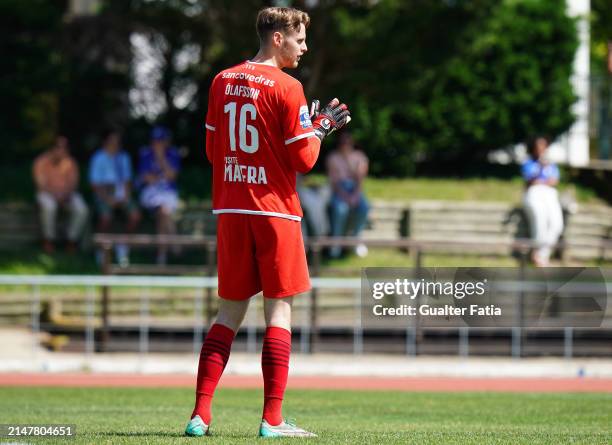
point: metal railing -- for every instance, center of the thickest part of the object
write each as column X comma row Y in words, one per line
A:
column 308, row 331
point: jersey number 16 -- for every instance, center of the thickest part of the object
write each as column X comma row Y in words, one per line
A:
column 247, row 111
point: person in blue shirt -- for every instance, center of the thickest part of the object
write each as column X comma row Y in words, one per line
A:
column 158, row 167
column 110, row 176
column 541, row 201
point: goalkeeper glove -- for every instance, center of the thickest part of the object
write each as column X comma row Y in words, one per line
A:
column 334, row 116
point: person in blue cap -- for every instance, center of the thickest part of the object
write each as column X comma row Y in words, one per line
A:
column 158, row 167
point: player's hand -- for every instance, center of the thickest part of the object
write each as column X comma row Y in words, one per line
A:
column 334, row 116
column 314, row 109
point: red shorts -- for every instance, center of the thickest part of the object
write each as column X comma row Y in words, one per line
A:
column 256, row 253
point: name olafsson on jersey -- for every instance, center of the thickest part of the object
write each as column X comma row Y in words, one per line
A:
column 242, row 91
column 261, row 79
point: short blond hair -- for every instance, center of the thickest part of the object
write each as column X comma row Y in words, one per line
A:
column 285, row 20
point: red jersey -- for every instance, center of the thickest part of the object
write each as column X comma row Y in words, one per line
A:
column 259, row 135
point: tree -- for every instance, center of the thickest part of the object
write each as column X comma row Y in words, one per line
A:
column 30, row 75
column 456, row 79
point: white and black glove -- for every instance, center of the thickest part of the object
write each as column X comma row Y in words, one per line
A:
column 334, row 116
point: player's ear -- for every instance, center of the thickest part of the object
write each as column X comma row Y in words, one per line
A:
column 277, row 38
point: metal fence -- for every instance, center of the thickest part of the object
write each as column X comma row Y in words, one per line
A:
column 308, row 331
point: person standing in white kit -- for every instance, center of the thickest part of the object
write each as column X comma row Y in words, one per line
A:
column 542, row 201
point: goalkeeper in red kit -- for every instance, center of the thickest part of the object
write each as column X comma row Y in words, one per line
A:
column 259, row 134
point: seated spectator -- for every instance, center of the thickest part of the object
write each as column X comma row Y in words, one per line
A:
column 542, row 201
column 110, row 176
column 56, row 175
column 346, row 169
column 158, row 167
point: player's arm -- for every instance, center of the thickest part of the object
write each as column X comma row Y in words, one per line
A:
column 304, row 154
column 211, row 125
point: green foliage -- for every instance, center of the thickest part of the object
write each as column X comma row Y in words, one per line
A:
column 498, row 73
column 30, row 74
column 601, row 34
column 425, row 79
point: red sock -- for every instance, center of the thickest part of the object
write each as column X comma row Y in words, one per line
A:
column 275, row 366
column 213, row 358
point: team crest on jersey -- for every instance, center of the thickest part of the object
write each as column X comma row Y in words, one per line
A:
column 304, row 117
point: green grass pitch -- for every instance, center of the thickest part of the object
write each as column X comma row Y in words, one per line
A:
column 158, row 416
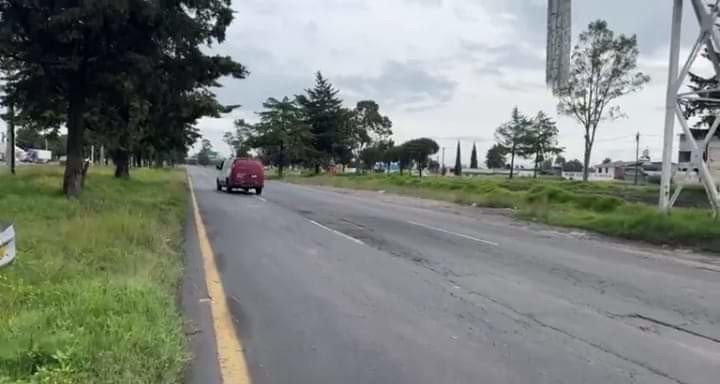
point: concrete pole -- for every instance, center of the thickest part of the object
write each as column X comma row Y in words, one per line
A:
column 637, row 156
column 11, row 138
column 670, row 102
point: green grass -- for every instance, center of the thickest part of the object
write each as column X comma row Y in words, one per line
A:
column 614, row 209
column 91, row 297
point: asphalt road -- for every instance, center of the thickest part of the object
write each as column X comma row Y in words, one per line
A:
column 329, row 287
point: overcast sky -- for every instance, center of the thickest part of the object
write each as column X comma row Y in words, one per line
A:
column 446, row 69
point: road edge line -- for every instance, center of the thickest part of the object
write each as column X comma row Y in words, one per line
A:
column 458, row 234
column 230, row 355
column 348, row 237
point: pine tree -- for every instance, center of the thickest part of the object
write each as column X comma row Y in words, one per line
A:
column 329, row 123
column 458, row 162
column 473, row 158
column 513, row 136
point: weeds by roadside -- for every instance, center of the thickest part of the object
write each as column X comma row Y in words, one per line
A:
column 91, row 296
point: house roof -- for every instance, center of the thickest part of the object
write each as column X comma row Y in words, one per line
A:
column 699, row 133
column 611, row 164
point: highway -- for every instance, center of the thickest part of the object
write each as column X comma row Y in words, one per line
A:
column 362, row 287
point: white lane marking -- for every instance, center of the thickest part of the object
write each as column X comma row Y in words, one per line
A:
column 464, row 236
column 337, row 232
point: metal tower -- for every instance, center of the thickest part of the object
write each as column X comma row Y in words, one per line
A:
column 706, row 17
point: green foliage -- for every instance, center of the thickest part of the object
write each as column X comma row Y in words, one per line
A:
column 283, row 135
column 602, row 70
column 91, row 296
column 369, row 125
column 514, row 137
column 370, row 156
column 418, row 150
column 542, row 139
column 330, row 123
column 205, row 153
column 135, row 73
column 495, row 157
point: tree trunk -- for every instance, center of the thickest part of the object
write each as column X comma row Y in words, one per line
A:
column 586, row 166
column 73, row 179
column 512, row 163
column 586, row 161
column 121, row 158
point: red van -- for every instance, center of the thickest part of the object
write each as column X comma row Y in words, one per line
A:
column 240, row 173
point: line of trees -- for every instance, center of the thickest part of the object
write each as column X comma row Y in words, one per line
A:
column 314, row 130
column 527, row 138
column 132, row 76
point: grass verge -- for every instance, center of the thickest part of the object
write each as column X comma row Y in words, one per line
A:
column 91, row 296
column 610, row 208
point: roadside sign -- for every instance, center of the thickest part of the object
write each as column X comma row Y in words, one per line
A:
column 7, row 244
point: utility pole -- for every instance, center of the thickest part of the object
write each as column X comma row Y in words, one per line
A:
column 11, row 137
column 637, row 156
column 443, row 162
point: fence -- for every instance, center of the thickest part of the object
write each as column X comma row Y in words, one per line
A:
column 7, row 244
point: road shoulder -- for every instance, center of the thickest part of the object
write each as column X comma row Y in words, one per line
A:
column 203, row 368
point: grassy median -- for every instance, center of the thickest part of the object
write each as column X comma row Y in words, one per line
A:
column 615, row 209
column 91, row 297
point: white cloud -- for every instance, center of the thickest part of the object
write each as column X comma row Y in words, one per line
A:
column 439, row 68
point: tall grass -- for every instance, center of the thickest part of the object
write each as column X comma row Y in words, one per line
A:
column 91, row 296
column 610, row 208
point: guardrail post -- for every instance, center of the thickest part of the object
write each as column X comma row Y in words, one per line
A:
column 7, row 244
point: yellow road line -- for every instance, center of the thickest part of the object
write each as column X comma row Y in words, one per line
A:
column 231, row 358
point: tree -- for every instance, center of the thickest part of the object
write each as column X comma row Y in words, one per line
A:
column 75, row 58
column 390, row 155
column 473, row 158
column 205, row 152
column 573, row 166
column 282, row 134
column 369, row 156
column 419, row 150
column 238, row 141
column 602, row 70
column 369, row 124
column 495, row 157
column 513, row 136
column 542, row 140
column 547, row 164
column 329, row 123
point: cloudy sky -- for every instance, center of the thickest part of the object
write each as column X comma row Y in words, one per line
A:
column 446, row 69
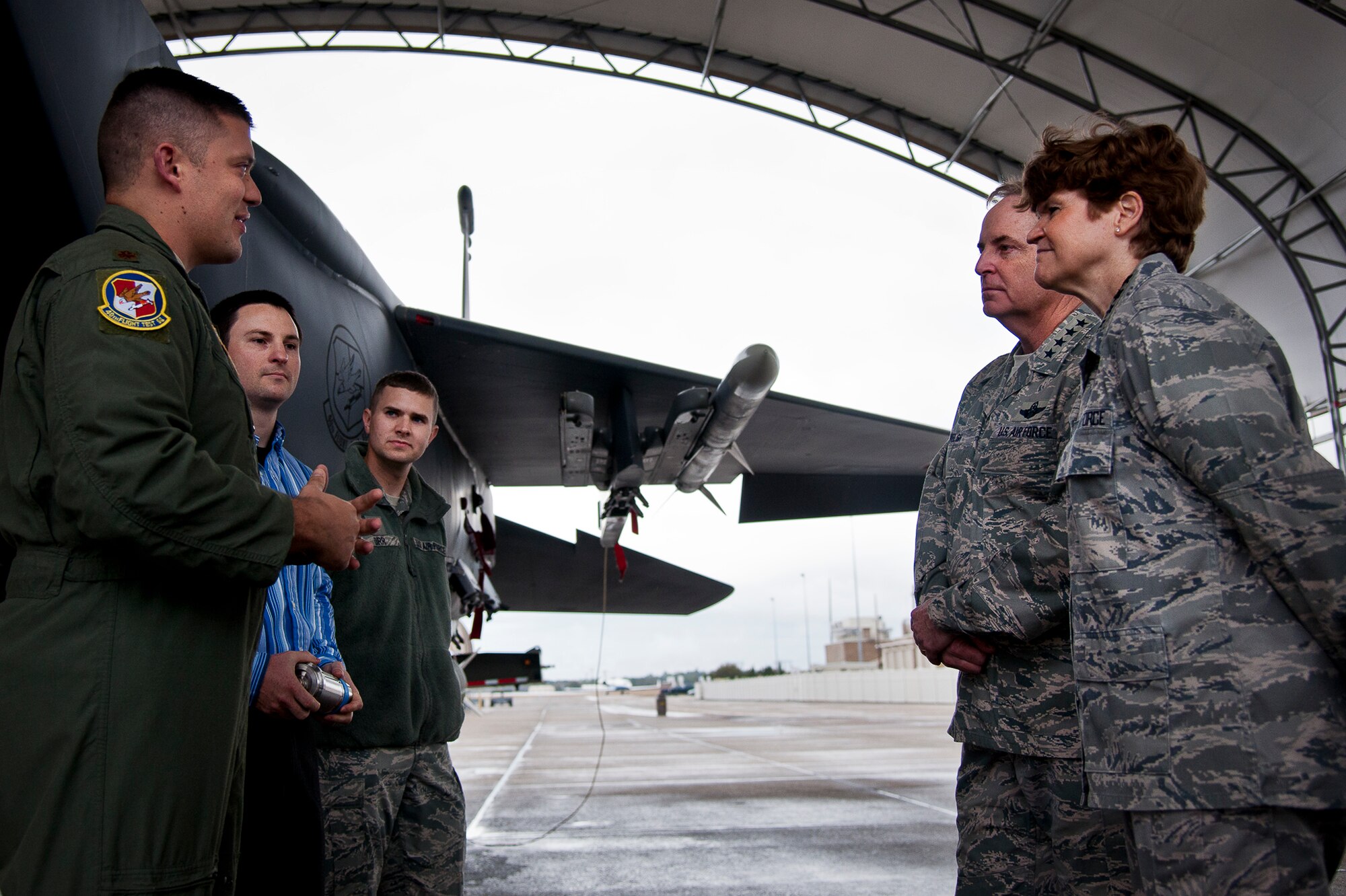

To do →
Only the pictures are to be dropped; all other material above must be repeated exactly.

Solution →
point: metal railing -- for every instance, center of the thickest part of the object
write each as column X comma row Y in words, one per line
A:
column 308, row 331
point: jersey number 16 -- for every instance, center of the thickest part of the object
write each as column X comma row Y in words, one per line
A:
column 247, row 111
point: person in blue shirt -- for every instance, center of the thickest part of the object
write each as column X comma row Y in words, one per line
A:
column 158, row 167
column 110, row 176
column 541, row 201
point: goalkeeper glove -- for every instance, center of the thickest part of the object
write each as column X comma row Y in words, one per line
A:
column 334, row 116
point: person in blue cap -- for every instance, center of the thickest part of the object
write each as column X comma row Y in words, one per line
A:
column 158, row 167
point: player's hand -- for every instance, center of the thickest part of the object
write each as column X comma row Y in words, one per line
A:
column 334, row 116
column 314, row 109
point: red shorts -- for every instance, center of the thickest part of the object
write each as column X comma row Y in words, one per line
A:
column 256, row 253
point: name olafsson on jersey -- for every instance, center of the thickest part of the object
write each as column X comma row Y in words, one per line
A:
column 242, row 91
column 261, row 79
point: short blond hair -- for every instance, center of the thickest part of the object
write each as column X comma row Y in words, one per line
A:
column 285, row 20
point: red jersey -- for every instance, center of the thickest part of the object
write each as column X comma row Y in words, one per line
A:
column 259, row 135
point: tree -- for every instance, center of the thickest part of the object
write each as column X comma row Y in words, one per line
A:
column 30, row 75
column 456, row 79
point: white and black glove -- for every instance, center of the thickest part of the object
write each as column X comma row Y in words, one per line
A:
column 334, row 116
point: player's ear -- for every instance, center of the thickest part of the object
write each as column X comma row Y in words, one per line
A:
column 277, row 38
point: metal fence -- for every instance, center of the thickest part of the object
write each as column X comma row Y in words, one per line
A:
column 308, row 331
point: person standing in white kit -- for every instance, center of the thickest part of the object
write each as column X comma row Y in words, one per line
A:
column 542, row 201
point: goalkeeper in red kit -- for every instance, center of the thickest part of the object
write each as column X comma row Y in words, one per line
A:
column 259, row 134
point: seated spectator -- for every instance, center of the thickest part of the object
write each as column X comma row Y in words, one per line
A:
column 542, row 201
column 110, row 176
column 56, row 175
column 346, row 169
column 158, row 167
point: player's arm -- for every instance, center of the thickest part of the object
write each as column X comma row Y in words, one per line
A:
column 304, row 154
column 211, row 125
point: green foliage -- for every instance, center of the thickest part of the object
write each as column X comma row Y in words, one per line
A:
column 498, row 73
column 30, row 74
column 601, row 34
column 425, row 79
point: red sock -- for every instance, center of the thickest part of the object
write each as column X comma row Y in words, one per line
A:
column 275, row 366
column 213, row 358
point: team crest on jersey -- for every instance, center of the thickest part of the object
write each as column X comma row Y in words, one per line
A:
column 304, row 117
point: green grass pitch -- for every instance, center of the thickest part of the object
write each as column X comma row Y in words, one per line
A:
column 158, row 416
point: concrete pole -- for every instance, center of the thickest part of the object
write each as column X comma row Y in words, one per line
A:
column 637, row 156
column 11, row 138
column 670, row 102
point: green grass -- for every instance, center of the thickest part of the object
write each as column X comma row Y in words, one per line
A:
column 614, row 209
column 91, row 297
point: asphalt road -- for every instance, center of the thickest part of the object
write each as column X comma row Y in words, one per line
A:
column 329, row 287
point: overcast sky -- for every instance, center of the thickest part of the object
write each as column X comma row Y in words, one per line
A:
column 446, row 69
point: road edge line -- for every instance, center of the thickest part of the object
write each as column X comma row Y in words, one per line
A:
column 458, row 234
column 230, row 355
column 348, row 237
point: pine tree -- for every instance, center of the thickest part of the object
write each as column X comma row Y in words, one per line
A:
column 329, row 123
column 458, row 162
column 473, row 158
column 513, row 136
point: weeds by roadside -- for every instance, center of the thickest part of the object
write each as column X comma row Y in words, one per line
A:
column 91, row 296
point: house roof -- for every instance, center of the thickest part of the object
write each as column X comma row Y in words, one per line
A:
column 699, row 133
column 611, row 164
point: highway -- for every instance, center of the thickest part of the object
write each as column X comma row Y in words, one per line
A:
column 362, row 287
point: white lane marking -- for every instance, center of the thickest part of the object
write each as column X comma row Y in words, one per line
A:
column 464, row 236
column 337, row 232
point: metal tower -- for every instance, center of the thickest part of the object
write each as column X comma row Y in words, one per line
A:
column 706, row 17
point: green foliage -- for every instance, center of the thickest part of the object
write each as column X comma row Y in words, one per line
A:
column 283, row 135
column 602, row 70
column 91, row 296
column 369, row 125
column 514, row 137
column 370, row 156
column 418, row 150
column 542, row 139
column 330, row 123
column 205, row 153
column 135, row 73
column 495, row 157
point: tree trunk -- for every instance, center of the thickest part of the object
write each as column X comma row Y in words, one per line
A:
column 586, row 166
column 73, row 179
column 512, row 163
column 586, row 161
column 121, row 158
point: red van -- for every instance, center of the thickest part of the object
write each as column X comma row Y in words, one per line
A:
column 240, row 173
point: line of trees -- for every instance, center of the thickest part of the object
write each as column X comma row Y in words, one per line
A:
column 314, row 130
column 527, row 138
column 132, row 76
point: grass verge -- for every instance, center of the thickest part of the object
write each as column X comma row Y in words, one per line
A:
column 91, row 296
column 610, row 208
point: roadside sign -- for every instance, center of the thickest part of the object
write each as column X comma row Y in words, one per line
A:
column 7, row 244
point: utility pole -- for every instance, center of the thickest part of the object
write each as column X comma row Y in words, one per line
A:
column 11, row 137
column 637, row 156
column 443, row 162
point: fence -- for every instance, center of the thickest part of the object
write each as column X comma row Y in words, one per line
A:
column 7, row 244
point: road shoulder -- for every instance, center of the thickest part of the object
write each as column X comma row Y in words, one per line
A:
column 203, row 368
point: grassy median -- for every instance, center of the thickest part of the object
write each as column X comma row Y in words, one per line
A:
column 615, row 209
column 91, row 297
point: white cloud -- for every instance, center of the thickest part of the object
write each as column X comma row Y in words, one per line
A:
column 439, row 68
point: tall grass -- for every instance, center of the thickest part of the object
write each as column X comma row Y in words, one per line
A:
column 91, row 296
column 610, row 208
point: guardrail post -- for every instance, center of the thickest part of the object
write each as column X comma row Y in words, one per line
A:
column 7, row 244
point: yellow road line -- for every instance, center of the thickest part of the object
write each as column X comma row Y in words, one per line
A:
column 231, row 358
point: tree -- for every instance, center of the thickest part of the object
write each as column X comma row Y in words, one per line
A:
column 75, row 58
column 390, row 155
column 473, row 158
column 205, row 152
column 573, row 166
column 282, row 134
column 369, row 156
column 419, row 150
column 238, row 141
column 602, row 70
column 369, row 124
column 495, row 157
column 513, row 136
column 542, row 140
column 547, row 164
column 329, row 123
point: cloudy sky -- for every instance, center of the thickest part of the object
write each as column X comma row Y in words, one per line
A:
column 446, row 69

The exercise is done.